__Jobs__.
- a) Use the bug report below to answer these questions.
(i) What status does the bug report list?
(ii) When was the bug last closed?
(iii) Which back-up tool does the reporter use LVM's snapshots with?
- b) Carry on the bug report about LVM failing to remove a snapshot, starting right after its last sentence.

-------- Document extract --------

Bug 757140

Summary: LVM fails to remove snapshot
Product: [Fedora] Fedora Reporter: eduardo.perezesteban
Component: lvm2Assignee: LVM and device-mapper development team <lvm-team>
Status: CLOSED DUPLICATE QA Contact: Fedora Extras Quality Assurance <extras-qa>
Severity: unspecified Docs Contact:
Priority: unspecified    
Version: 15CC: agk, bmarzins, bmr, dwysocha, heinzm, jonathan, lvm-team, mbroz, msnitzer, prajnoha, prockai, zkabelac
Target Milestone: ---   
Target Release: ---   
Hardware: x86_64   
OS: Linux   
Whiteboard:
Fixed In Version: Doc Type: Bug Fix
Doc Text:
Story Points: ---
Clone Of: Environment:
Last Closed: 2012-02-24 14:20:08 UTC Type: ---
Regression: --- Mount Type: ---
Documentation: --- CRM:
Verified Versions: Category: ---
oVirt Team: --- RHEL 7.3 requirements from Atomic Host:
Cloudforms Team: --- Target Upstream Version:
Embargoed:

Description eduardo.perezesteban 2011-11-25 14:59:35 UTC
Description of problem:
I use LVM's snapshots within rsnapshot for my back-up's; everything was working flawlessly, until I changed how my root volume is mentioned in the /etc/fstab file.

-------- Dataset records --------

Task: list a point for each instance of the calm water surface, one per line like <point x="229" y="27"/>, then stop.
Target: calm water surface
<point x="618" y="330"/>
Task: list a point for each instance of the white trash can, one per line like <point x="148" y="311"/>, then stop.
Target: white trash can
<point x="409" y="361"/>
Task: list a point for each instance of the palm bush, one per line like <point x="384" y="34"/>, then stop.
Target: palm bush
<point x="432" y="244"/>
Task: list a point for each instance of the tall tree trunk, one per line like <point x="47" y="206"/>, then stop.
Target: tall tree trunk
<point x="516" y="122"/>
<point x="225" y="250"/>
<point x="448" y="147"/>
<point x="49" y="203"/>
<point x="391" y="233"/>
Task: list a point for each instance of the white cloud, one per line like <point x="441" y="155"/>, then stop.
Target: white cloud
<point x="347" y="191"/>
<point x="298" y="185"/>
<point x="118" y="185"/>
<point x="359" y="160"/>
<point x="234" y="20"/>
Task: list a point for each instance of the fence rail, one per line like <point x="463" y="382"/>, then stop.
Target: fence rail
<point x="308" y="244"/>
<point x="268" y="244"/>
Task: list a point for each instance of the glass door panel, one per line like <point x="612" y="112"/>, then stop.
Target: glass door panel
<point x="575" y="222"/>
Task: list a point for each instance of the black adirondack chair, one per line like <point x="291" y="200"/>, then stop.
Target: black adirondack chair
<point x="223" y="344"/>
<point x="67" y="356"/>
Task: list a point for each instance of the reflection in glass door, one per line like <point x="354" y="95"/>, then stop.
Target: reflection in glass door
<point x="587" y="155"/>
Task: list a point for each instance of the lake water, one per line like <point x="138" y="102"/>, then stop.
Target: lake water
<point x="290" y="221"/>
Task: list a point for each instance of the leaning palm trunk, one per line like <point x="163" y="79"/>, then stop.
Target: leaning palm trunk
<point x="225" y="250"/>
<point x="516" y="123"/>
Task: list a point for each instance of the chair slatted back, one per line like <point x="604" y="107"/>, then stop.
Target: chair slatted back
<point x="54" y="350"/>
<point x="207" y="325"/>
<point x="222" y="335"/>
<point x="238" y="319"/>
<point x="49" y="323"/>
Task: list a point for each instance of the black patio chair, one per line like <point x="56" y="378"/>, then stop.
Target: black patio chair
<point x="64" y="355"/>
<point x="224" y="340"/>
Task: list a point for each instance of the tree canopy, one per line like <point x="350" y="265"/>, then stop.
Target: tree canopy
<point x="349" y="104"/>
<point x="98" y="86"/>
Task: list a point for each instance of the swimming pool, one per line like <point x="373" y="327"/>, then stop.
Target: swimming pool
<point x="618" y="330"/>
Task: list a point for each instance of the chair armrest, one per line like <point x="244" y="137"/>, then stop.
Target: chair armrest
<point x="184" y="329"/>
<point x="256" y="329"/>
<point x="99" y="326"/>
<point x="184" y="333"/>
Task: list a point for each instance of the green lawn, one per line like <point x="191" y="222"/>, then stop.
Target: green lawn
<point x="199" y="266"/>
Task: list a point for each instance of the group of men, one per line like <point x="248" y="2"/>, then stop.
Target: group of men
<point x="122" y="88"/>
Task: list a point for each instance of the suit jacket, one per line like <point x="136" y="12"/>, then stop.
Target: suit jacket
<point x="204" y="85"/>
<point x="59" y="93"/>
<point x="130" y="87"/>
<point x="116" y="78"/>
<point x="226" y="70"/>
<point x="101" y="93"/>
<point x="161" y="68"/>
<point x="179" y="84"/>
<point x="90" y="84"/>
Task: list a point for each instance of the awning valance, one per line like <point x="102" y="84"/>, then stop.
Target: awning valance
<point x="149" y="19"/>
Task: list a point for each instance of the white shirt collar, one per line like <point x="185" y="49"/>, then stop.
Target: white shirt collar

--------

__Outputs in order__.
- a)
(i) CLOSED DUPLICATE
(ii) 2012-02-24 14:20:08 UTC
(iii) rsnapshot

- b)
It works with:
  /dev/mapper/vg_disk1-lv_fc15   / ext4  defaults,noatime 1 1

But fails with:
  LABEL=ROOT / ext4  defaults,noatime 1 1

Error message is:
  Can't remove open logical volume "..."

Version-Release number of selected component (if applicable):
  LVM version:     2.02.84(2) (2011-02-09)
  Library version: 1.02.63 (2011-02-09)
  Driver version:  4.21.0

How reproducible:
Fails almost always when LABEL is used, works always when device name is used.

Steps to Reproduce:
1. Use LABEL in /etc/fstab for a root volume.
2. Create a snapshot of root volume.
3. Remove snapshot.
  
Actual results:
  Can't remove open logical volume "..."

Expected results:
 Logical volume "..." successfully removed

Additional info:

Comment 1 Alasdair Kergon 2011-11-25 15:09:45 UTC
So you have 2 devices both with the same label now.
Which one gets mounted?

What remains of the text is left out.